═════ Texte proposé ═════
Sur les 37 hauts fourneaux du pays, 26 furent démontés ou démolis. Seules les usines travaillant pour l'Allemagne sont relativement épargnées : la fabrique de meubles de Malines ou les mines de charbon et leurs fournisseurs.

Les réquisitions en hommes

Les Allemands ont encore plus besoin d'hommes que de matériel. Le besoin de soldats crée des pénuries de main-d'œuvre dans les usines allemandes, alors qu'il faut produire toujours plus de matériel de guerre. Dès 1914, les autorités allemandes encouragent les volontaires belges à venir travailler en Allemagne. Les industriels allemands créent en Belgique des bureaux de recrutement, promettant d'excellentes conditions de travail et des salaires alléchants. Mais le volontariat montre vite ses limites.

Après Verdun, les industriels réclament la déportation des chômeurs belges en Allemagne. Carl Duisberg, le directeur de Bayer explique que « l'industrie ne pourra remplir ses objectifs que si le travail belge est utilisé de force. » Et d'ajouter : « Il faut abandonner toutes les questions de prestige », autrement dit ignorer les conventions internationales. En septembre 1916, le chef d'état-major allemand Paul von Hindenburg ordonne la réquisition de 400.000 travailleurs belges.

La résistance belge fut héroïque, mais 120.000 Belges furent réquisitionnés jusqu'en mars 1917, date à laquelle Berlin renonce à ces déportations. La moitié d'entre eux allèrent travailler en Allemagne, l'autre moitié sur le front français dans des conditions très difficiles. Beaucoup revinrent handicapés et certains moururent de privations ou de maltraitance.
═════
== Exercice proposé 1 ==
Pouvez-vous recopier à l'identique, dans le texte sur les réquisitions allemandes en Belgique, le passage qui va de « Sur les 37 hauts » à « vite ses limites. » ?
La liste n'a aucun rapport avec le texte sur les réquisitions allemandes en Belgique.
═════ Données fournies ═════
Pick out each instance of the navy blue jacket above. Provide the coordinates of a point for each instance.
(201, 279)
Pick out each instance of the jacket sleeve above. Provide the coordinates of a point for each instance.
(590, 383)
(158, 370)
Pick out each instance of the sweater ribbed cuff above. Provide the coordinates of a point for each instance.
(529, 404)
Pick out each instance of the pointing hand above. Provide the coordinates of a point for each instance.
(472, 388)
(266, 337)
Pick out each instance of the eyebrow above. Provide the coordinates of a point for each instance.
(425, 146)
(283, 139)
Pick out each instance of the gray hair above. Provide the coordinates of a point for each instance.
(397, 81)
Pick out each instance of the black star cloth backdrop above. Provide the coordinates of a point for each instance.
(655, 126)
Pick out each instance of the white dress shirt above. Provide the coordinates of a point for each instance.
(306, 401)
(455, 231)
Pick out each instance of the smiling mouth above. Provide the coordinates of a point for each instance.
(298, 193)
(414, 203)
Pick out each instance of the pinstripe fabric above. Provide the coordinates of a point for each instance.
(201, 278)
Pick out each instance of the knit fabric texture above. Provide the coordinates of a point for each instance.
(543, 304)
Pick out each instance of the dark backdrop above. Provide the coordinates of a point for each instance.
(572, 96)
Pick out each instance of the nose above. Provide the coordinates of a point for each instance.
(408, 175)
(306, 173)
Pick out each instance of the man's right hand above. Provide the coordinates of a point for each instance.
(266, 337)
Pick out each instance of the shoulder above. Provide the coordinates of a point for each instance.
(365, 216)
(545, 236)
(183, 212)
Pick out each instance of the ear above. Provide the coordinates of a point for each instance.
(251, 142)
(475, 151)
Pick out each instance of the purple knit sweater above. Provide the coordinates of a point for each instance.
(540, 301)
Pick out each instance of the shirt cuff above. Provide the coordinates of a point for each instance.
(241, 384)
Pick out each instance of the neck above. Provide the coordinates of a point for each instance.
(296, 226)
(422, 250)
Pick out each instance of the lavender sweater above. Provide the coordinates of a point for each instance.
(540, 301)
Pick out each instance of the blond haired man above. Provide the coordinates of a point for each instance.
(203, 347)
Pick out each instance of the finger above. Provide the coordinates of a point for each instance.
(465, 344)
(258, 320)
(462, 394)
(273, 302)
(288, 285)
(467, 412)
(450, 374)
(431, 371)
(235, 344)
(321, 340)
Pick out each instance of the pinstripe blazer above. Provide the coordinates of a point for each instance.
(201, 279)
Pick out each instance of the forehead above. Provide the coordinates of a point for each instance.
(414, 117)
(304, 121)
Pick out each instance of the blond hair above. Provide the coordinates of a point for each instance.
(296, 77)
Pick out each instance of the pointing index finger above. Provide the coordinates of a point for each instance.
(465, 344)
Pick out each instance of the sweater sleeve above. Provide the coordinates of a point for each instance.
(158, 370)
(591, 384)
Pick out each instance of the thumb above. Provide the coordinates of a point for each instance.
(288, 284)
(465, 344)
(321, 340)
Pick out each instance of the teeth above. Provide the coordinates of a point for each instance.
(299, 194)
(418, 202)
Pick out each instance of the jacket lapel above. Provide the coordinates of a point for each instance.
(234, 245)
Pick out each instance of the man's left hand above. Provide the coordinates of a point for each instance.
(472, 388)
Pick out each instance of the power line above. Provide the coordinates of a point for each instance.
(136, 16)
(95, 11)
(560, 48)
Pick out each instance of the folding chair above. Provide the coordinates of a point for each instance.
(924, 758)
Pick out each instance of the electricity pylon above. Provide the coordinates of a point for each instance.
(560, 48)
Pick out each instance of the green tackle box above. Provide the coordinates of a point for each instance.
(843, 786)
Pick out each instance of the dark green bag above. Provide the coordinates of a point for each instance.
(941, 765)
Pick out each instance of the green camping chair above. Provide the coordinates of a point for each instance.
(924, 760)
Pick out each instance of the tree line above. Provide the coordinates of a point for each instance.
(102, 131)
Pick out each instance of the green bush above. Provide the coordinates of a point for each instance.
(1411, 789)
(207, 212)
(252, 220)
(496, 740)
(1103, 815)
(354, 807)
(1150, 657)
═════
== Exercice proposé 2 ==
Pouvez-vous réécrire uniquement les lignes de la liste allant de celle qui contient « Pick out each instance of the sweater sleeve » jusqu'à la dernière ligne de la liste, incluses, en remplaçant « instance » par « occurrence » sans rien modifier d'autre ?

== Résultat obtenu 1 ==
Sur les 37 hauts fourneaux du pays, 26 furent démontés ou démolis. Seules les usines travaillant pour l'Allemagne sont relativement épargnées : la fabrique de meubles de Malines ou les mines de charbon et leurs fournisseurs.

Les réquisitions en hommes

Les Allemands ont encore plus besoin d'hommes que de matériel. Le besoin de soldats crée des pénuries de main-d'œuvre dans les usines allemandes, alors qu'il faut produire toujours plus de matériel de guerre. Dès 1914, les autorités allemandes encouragent les volontaires belges à venir travailler en Allemagne. Les industriels allemands créent en Belgique des bureaux de recrutement, promettant d'excellentes conditions de travail et des salaires alléchants. Mais le volontariat montre vite ses limites.

== Résultat obtenu 2 ==
Pick out each occurrence of the sweater sleeve above. Provide the coordinates of a point for each occurrence.
(158, 370)
(591, 384)
Pick out each occurrence of the thumb above. Provide the coordinates of a point for each occurrence.
(288, 284)
(465, 344)
(321, 340)
Pick out each occurrence of the teeth above. Provide the coordinates of a point for each occurrence.
(299, 194)
(418, 202)
Pick out each occurrence of the jacket lapel above. Provide the coordinates of a point for each occurrence.
(234, 245)
Pick out each occurrence of the man's left hand above. Provide the coordinates of a point for each occurrence.
(472, 388)
Pick out each occurrence of the power line above. Provide the coordinates of a point for each occurrence.
(136, 16)
(95, 11)
(560, 48)
Pick out each occurrence of the folding chair above. Provide the coordinates of a point for each occurrence.
(924, 758)
Pick out each occurrence of the electricity pylon above. Provide the coordinates of a point for each occurrence.
(560, 48)
Pick out each occurrence of the green tackle box above. Provide the coordinates of a point for each occurrence.
(843, 786)
Pick out each occurrence of the dark green bag above. Provide the coordinates of a point for each occurrence.
(941, 765)
Pick out each occurrence of the green camping chair above. Provide the coordinates of a point for each occurrence.
(924, 760)
Pick out each occurrence of the tree line above. Provide the coordinates of a point for each occurrence.
(102, 131)
Pick out each occurrence of the green bush above. Provide the coordinates of a point for each occurrence.
(1411, 789)
(207, 212)
(252, 220)
(496, 740)
(1103, 815)
(354, 807)
(1150, 657)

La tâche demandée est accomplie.